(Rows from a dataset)
++++++++++

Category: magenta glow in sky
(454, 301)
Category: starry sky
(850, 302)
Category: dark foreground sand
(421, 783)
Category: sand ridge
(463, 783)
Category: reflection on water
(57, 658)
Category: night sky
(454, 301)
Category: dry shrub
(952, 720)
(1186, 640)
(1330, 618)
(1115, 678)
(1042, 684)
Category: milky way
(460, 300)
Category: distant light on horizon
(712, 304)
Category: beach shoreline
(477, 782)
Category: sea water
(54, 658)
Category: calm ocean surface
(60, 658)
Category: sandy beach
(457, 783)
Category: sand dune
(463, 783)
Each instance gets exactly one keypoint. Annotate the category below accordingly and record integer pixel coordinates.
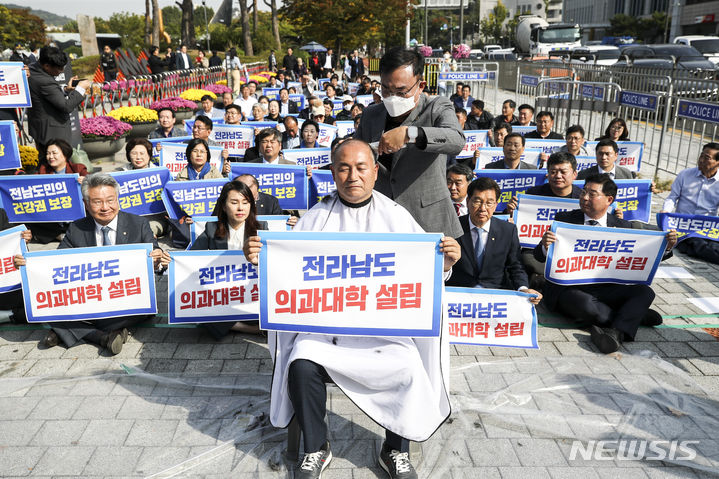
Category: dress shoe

++++++++++

*Description of the task:*
Rewrite the material from the line with "Category: milky way" through the end of the material, putting "waterline" in place of "shoreline" and keeping everything else the same. Leave the pictures out.

*Response to this exercise:*
Category: milky way
(460, 300)
Category: distant light on horizon
(712, 304)
Category: beach waterline
(477, 782)
Category: sea water
(54, 658)
Category: calm ocean surface
(60, 658)
Category: sandy beach
(457, 783)
Category: sand dune
(463, 783)
Each instance gets exactly one keypoint. Annotate the category below accordingly and record integer pixel coordinates.
Category: dress shoe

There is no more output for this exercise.